▶ Data for processing
*****
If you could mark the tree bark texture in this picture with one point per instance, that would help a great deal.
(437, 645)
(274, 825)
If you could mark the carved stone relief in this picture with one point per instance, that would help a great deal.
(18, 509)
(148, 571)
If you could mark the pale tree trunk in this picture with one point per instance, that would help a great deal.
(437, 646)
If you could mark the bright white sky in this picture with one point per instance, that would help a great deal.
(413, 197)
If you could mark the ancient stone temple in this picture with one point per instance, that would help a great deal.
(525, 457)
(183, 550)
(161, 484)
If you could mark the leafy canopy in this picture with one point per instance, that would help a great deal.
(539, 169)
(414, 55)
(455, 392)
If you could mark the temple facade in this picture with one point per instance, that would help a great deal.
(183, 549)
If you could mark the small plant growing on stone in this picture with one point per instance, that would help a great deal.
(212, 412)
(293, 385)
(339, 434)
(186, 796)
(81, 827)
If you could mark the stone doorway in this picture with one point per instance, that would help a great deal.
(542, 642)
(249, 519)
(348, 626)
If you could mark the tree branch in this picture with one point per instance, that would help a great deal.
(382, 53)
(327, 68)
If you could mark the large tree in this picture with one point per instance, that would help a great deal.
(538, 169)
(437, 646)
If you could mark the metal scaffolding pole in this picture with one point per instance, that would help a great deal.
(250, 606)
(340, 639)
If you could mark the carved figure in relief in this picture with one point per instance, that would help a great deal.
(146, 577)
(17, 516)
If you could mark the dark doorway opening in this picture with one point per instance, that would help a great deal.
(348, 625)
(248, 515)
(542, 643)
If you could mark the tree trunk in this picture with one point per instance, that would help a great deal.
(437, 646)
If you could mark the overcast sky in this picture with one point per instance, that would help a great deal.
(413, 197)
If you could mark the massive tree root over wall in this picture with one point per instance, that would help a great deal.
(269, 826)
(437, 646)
*****
▶ Given problem
Rewrite the material from the line containing "If you could mark the small" through the last line, replacing "doorway" with "entrance" and leaving everything else unchanged.

▶ Written solution
If you could mark the small plant growing on stone in this picture with one point per instance, that would help a great deal.
(212, 412)
(293, 385)
(339, 434)
(186, 796)
(81, 827)
If you could mark the stone entrance in this picture with one point per instance, that would help a great deal.
(542, 642)
(249, 519)
(348, 626)
If you could mark the tree branch in this picture with one point per instance, that would help a great deal.
(382, 53)
(327, 68)
If you could mark the large tree in this picture with one point per instance, that would help a great deal.
(538, 169)
(437, 646)
If you could mark the metal scaffolding pole in this picture with one point per instance, that would help a great deal.
(250, 606)
(340, 639)
If you could mark the carved figure in relief in this picture with one point per instance, that would help a great deal.
(146, 577)
(17, 516)
If you could mark the dark entrance opening in this picture with one point per instance, that would help a great deal.
(348, 625)
(248, 515)
(542, 643)
If you could mark the tree trunk in this picture with one point per instance, that would help a great deal.
(437, 646)
If you could mark the overcast sky in this picture with one point per instance, that would help a great deal.
(413, 197)
If you could mark the massive tree root over wall in this picture with one point per instance, that would help a great deal.
(269, 826)
(437, 646)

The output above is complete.